Region pointing data
- - -
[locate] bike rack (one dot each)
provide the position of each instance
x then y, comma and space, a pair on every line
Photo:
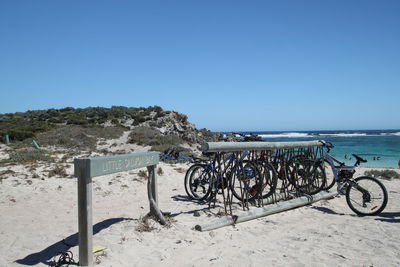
261, 207
86, 168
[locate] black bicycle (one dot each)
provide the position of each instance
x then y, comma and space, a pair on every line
365, 195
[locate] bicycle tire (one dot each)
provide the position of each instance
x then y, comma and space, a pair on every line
369, 206
329, 176
199, 183
306, 175
269, 179
245, 181
187, 178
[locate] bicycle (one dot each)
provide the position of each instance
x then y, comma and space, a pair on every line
365, 195
204, 180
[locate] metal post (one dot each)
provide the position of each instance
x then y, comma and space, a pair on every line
85, 212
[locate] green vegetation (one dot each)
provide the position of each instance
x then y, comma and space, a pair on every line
384, 174
152, 137
27, 155
23, 125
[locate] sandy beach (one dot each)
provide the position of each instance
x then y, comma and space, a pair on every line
39, 219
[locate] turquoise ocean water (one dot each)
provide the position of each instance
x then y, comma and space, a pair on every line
369, 144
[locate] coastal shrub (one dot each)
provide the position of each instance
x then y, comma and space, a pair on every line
151, 137
73, 136
384, 174
27, 155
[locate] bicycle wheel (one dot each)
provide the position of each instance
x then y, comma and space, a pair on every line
199, 183
269, 179
246, 181
330, 178
306, 175
366, 196
187, 178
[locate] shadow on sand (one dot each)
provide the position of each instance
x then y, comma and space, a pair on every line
46, 255
326, 210
390, 217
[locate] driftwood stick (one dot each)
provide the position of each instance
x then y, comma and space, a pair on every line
151, 193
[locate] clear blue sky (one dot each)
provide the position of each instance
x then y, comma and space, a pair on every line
228, 65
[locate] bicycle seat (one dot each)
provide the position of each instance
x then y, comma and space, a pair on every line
208, 154
358, 158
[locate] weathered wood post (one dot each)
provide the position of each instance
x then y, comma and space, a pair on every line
85, 224
7, 139
87, 168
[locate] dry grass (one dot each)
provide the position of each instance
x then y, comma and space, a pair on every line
144, 225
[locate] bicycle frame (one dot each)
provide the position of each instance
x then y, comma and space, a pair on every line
336, 169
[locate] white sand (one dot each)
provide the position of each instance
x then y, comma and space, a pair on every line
36, 215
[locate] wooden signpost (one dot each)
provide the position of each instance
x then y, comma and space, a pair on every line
87, 168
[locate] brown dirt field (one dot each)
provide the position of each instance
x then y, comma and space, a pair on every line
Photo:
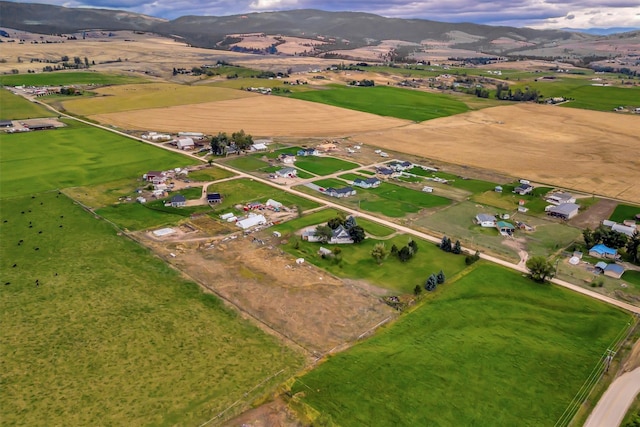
310, 307
589, 151
593, 216
263, 115
273, 414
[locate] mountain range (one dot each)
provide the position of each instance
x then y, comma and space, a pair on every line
344, 29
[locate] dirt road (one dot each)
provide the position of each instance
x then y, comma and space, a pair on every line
615, 402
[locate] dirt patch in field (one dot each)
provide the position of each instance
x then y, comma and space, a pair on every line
275, 413
261, 115
590, 151
313, 309
593, 216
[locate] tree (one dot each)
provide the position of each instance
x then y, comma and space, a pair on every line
540, 269
405, 254
357, 234
431, 283
324, 233
633, 248
379, 252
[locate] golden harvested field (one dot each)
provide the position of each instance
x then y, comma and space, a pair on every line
260, 116
590, 151
115, 99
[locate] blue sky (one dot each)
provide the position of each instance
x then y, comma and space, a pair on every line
518, 13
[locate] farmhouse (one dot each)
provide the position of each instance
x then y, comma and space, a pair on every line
602, 251
287, 158
505, 228
400, 166
523, 189
178, 201
340, 192
624, 229
560, 198
287, 173
305, 152
185, 143
564, 210
386, 173
251, 221
274, 204
366, 183
213, 198
486, 220
258, 146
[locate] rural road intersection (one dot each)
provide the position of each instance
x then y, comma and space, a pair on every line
615, 402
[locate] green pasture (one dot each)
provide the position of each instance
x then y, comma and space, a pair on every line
241, 191
246, 163
584, 94
324, 165
493, 348
111, 335
210, 174
387, 101
15, 107
622, 212
374, 228
75, 155
62, 78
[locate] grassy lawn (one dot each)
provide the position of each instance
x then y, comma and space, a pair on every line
623, 212
14, 107
112, 335
324, 165
387, 101
241, 191
62, 78
246, 163
210, 174
76, 155
492, 348
472, 185
356, 261
632, 278
374, 228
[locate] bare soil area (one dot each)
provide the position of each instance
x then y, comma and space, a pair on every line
593, 216
263, 115
590, 151
313, 309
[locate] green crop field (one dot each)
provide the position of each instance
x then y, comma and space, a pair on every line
67, 78
76, 155
356, 262
493, 348
241, 191
13, 107
110, 334
246, 163
387, 101
585, 95
324, 165
623, 212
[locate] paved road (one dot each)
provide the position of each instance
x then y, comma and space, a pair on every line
615, 402
518, 267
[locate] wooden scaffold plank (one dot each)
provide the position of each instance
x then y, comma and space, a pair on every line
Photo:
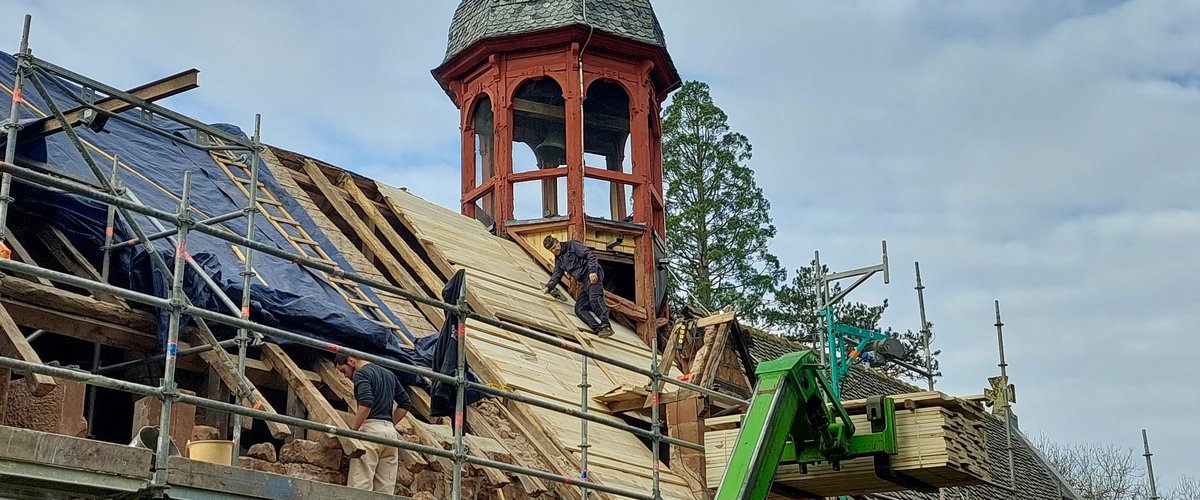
12, 343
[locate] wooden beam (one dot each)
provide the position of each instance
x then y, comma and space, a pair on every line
613, 301
151, 91
65, 252
229, 378
406, 253
390, 265
78, 315
715, 319
621, 178
25, 257
336, 383
81, 325
318, 407
12, 343
295, 408
342, 387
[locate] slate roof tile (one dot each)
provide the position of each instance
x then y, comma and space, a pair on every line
480, 19
1036, 479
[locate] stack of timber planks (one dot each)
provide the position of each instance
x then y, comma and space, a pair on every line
941, 441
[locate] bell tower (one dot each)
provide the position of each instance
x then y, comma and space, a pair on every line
559, 106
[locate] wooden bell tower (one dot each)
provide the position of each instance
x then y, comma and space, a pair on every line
559, 115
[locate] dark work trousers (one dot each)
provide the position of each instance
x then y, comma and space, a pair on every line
589, 305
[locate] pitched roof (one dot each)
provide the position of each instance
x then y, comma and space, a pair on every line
1036, 477
480, 19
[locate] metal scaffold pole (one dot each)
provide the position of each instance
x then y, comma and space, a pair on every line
655, 492
1005, 398
201, 314
1150, 467
129, 206
12, 127
583, 423
247, 275
925, 333
106, 266
169, 390
460, 374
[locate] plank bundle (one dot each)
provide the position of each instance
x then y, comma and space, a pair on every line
940, 440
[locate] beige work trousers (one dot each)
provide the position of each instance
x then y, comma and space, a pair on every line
376, 469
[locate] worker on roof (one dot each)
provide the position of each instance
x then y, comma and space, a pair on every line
577, 260
375, 390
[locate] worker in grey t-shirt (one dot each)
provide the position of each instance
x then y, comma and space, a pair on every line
375, 390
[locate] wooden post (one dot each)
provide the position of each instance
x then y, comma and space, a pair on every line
295, 408
215, 390
574, 122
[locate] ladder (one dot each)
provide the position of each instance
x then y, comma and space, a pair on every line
234, 166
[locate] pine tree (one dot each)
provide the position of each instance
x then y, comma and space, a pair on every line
718, 218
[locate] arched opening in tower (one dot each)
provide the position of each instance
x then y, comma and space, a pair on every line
606, 145
539, 122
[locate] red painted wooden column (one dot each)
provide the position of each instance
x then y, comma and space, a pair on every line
468, 152
574, 125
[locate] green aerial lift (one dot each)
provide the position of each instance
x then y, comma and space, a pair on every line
795, 417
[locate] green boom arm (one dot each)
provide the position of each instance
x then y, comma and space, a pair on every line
793, 417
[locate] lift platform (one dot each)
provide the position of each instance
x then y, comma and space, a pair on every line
795, 419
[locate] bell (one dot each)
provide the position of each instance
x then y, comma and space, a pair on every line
552, 150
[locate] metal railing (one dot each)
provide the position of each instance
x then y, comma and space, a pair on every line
178, 305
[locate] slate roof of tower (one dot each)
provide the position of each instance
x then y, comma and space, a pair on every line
480, 19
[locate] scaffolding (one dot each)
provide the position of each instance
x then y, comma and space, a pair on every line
175, 228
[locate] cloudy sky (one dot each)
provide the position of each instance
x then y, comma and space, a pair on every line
1041, 152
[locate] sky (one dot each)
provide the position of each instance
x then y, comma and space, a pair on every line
1043, 154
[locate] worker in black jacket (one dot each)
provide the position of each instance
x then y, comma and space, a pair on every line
577, 260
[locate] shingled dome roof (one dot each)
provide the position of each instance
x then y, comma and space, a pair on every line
480, 19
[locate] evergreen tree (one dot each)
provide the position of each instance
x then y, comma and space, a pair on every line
796, 317
718, 218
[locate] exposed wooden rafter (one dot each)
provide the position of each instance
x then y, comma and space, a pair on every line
318, 407
12, 343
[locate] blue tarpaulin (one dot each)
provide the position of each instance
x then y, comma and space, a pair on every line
153, 167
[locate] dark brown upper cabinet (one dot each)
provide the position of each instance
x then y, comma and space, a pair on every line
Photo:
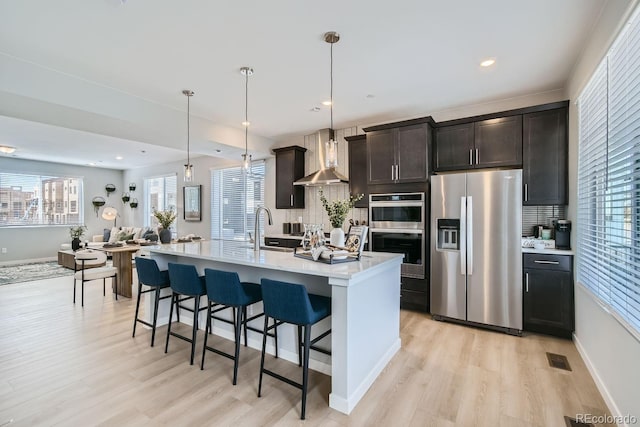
358, 168
289, 168
544, 167
489, 143
454, 147
398, 152
498, 142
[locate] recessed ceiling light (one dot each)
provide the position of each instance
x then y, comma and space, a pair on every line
6, 149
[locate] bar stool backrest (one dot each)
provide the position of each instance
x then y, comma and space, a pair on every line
149, 274
286, 301
224, 287
89, 257
185, 280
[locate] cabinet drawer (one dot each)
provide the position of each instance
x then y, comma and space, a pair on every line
548, 262
282, 242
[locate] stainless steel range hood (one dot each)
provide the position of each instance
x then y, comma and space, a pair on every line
324, 176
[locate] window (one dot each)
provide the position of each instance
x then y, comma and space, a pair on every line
30, 200
234, 199
161, 193
608, 261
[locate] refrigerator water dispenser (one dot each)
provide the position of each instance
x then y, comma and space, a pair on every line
449, 234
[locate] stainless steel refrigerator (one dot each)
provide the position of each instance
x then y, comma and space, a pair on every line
476, 255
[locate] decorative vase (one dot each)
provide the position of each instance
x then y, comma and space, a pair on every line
165, 235
337, 236
75, 244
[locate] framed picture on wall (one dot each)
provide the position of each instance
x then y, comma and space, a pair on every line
192, 202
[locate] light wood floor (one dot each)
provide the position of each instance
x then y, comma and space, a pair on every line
61, 364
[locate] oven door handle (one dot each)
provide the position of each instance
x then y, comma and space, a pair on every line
463, 236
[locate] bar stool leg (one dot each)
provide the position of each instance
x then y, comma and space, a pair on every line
173, 298
264, 344
196, 311
135, 319
240, 312
299, 345
155, 315
207, 331
305, 368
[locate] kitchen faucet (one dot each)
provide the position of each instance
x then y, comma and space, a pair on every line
256, 230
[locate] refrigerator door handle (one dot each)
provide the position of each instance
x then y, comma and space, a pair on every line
463, 237
470, 235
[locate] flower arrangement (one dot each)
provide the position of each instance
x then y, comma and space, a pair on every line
338, 209
165, 218
77, 232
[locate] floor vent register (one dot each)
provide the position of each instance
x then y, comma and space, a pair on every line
558, 361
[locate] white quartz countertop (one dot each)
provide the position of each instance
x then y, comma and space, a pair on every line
242, 253
547, 251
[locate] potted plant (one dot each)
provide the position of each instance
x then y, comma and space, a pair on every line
76, 233
165, 219
337, 211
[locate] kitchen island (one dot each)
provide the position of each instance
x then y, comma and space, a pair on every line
365, 307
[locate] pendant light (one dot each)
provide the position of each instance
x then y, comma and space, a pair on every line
246, 157
188, 168
331, 146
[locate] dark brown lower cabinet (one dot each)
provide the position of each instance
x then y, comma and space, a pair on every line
414, 294
548, 305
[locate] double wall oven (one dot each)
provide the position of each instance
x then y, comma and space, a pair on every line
397, 224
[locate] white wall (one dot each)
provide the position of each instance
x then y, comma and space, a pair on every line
608, 349
43, 242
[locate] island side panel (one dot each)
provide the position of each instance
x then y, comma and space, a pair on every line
365, 334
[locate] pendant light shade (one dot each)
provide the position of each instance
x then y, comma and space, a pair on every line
331, 146
246, 157
188, 168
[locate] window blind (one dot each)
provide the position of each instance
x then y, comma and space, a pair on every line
32, 200
608, 260
161, 193
235, 195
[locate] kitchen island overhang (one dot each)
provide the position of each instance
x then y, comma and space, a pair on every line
365, 307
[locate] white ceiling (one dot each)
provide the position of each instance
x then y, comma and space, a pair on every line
83, 80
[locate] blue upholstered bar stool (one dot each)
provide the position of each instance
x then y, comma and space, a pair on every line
225, 291
290, 303
149, 275
83, 271
185, 284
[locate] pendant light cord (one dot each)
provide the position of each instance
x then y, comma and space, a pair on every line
246, 115
331, 86
188, 129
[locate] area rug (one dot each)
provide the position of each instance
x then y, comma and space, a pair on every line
33, 271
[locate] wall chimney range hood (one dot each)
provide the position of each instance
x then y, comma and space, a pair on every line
324, 176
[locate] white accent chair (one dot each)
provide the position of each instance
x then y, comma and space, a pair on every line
83, 271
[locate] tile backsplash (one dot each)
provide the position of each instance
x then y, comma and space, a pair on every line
540, 215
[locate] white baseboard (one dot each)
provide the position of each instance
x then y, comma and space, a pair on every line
602, 388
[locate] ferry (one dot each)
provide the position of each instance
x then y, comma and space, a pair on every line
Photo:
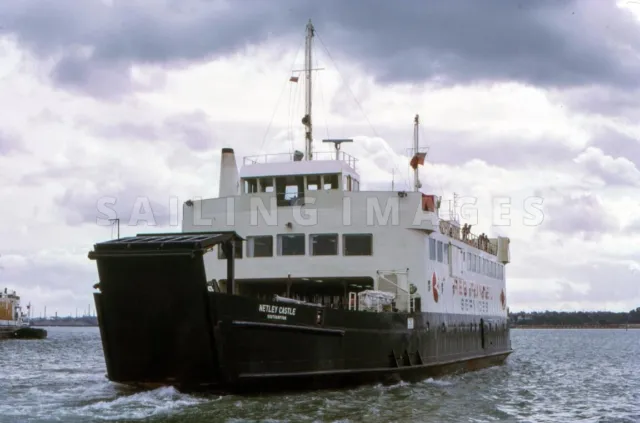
13, 320
294, 278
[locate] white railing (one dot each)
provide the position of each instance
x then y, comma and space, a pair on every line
289, 157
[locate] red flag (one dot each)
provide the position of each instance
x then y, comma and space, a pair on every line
418, 159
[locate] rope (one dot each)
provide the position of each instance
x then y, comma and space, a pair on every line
275, 109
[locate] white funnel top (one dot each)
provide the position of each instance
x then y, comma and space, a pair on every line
229, 180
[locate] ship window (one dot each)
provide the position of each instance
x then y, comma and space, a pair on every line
357, 244
266, 184
238, 248
260, 246
313, 182
324, 244
289, 190
331, 182
250, 186
291, 245
432, 249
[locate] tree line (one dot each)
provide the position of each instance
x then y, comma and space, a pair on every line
577, 318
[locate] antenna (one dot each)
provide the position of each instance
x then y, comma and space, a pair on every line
117, 222
306, 120
337, 143
393, 179
454, 216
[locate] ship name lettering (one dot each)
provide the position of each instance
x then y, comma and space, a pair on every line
273, 309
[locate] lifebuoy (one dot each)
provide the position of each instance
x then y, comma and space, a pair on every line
434, 282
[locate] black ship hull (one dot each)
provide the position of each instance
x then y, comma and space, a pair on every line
160, 325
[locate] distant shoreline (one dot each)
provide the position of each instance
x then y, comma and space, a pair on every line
64, 326
630, 326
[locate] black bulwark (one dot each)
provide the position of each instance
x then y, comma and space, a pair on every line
153, 308
163, 243
184, 243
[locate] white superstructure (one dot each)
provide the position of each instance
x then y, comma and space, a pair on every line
308, 228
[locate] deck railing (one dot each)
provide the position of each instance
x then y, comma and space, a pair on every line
481, 243
289, 157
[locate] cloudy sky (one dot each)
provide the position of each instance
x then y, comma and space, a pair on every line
127, 99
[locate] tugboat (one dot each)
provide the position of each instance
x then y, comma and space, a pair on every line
13, 321
328, 292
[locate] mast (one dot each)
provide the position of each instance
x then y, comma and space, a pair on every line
306, 120
416, 146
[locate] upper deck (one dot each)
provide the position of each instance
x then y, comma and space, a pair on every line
290, 164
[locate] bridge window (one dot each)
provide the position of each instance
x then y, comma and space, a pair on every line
250, 186
331, 181
313, 182
260, 246
266, 184
238, 248
291, 245
357, 244
324, 244
290, 190
432, 249
347, 183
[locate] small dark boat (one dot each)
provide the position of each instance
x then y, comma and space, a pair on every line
12, 319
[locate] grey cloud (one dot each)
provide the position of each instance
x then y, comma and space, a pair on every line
613, 171
582, 215
606, 279
603, 100
193, 129
634, 226
616, 144
9, 143
61, 284
552, 43
445, 147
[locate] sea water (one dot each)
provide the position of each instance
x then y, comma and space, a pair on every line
558, 376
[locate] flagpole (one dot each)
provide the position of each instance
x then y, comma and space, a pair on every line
308, 92
416, 146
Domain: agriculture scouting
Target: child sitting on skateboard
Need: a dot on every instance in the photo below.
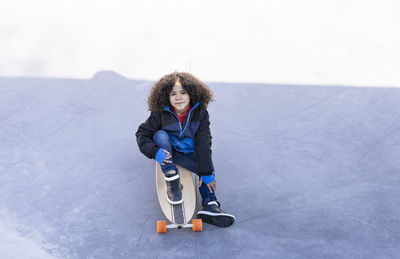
(178, 132)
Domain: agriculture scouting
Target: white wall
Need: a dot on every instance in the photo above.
(345, 42)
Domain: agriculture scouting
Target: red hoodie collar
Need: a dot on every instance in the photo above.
(182, 117)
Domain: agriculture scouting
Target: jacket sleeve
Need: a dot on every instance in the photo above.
(203, 146)
(144, 135)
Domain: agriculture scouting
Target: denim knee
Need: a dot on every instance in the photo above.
(161, 138)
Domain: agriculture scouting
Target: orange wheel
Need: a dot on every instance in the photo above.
(197, 225)
(161, 226)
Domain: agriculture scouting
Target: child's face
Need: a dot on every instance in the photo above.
(179, 98)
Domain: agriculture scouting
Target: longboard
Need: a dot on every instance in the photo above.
(179, 215)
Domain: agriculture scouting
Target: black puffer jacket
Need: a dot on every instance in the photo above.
(195, 131)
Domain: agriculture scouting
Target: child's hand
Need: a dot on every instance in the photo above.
(212, 187)
(168, 158)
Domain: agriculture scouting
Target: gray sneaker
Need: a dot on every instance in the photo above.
(213, 214)
(174, 188)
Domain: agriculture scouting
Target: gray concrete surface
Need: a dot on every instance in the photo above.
(308, 171)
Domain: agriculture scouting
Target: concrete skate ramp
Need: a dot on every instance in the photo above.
(308, 171)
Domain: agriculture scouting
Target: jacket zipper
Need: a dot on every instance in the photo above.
(187, 121)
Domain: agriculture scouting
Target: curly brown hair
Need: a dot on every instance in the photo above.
(197, 90)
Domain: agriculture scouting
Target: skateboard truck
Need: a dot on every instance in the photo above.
(197, 226)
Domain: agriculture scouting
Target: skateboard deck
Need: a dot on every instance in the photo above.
(180, 214)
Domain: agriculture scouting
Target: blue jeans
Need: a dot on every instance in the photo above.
(187, 161)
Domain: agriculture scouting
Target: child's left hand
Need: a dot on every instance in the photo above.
(212, 187)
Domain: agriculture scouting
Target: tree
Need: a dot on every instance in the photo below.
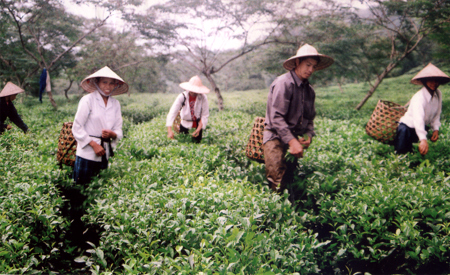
(405, 24)
(119, 51)
(205, 29)
(40, 35)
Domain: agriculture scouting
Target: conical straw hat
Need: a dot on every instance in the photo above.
(195, 85)
(430, 71)
(88, 83)
(11, 89)
(308, 51)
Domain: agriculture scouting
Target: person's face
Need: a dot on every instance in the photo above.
(107, 85)
(306, 68)
(432, 84)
- - -
For the records above, count the lines that contain the word "metal" and give only that number.

→ Exercise solution: 3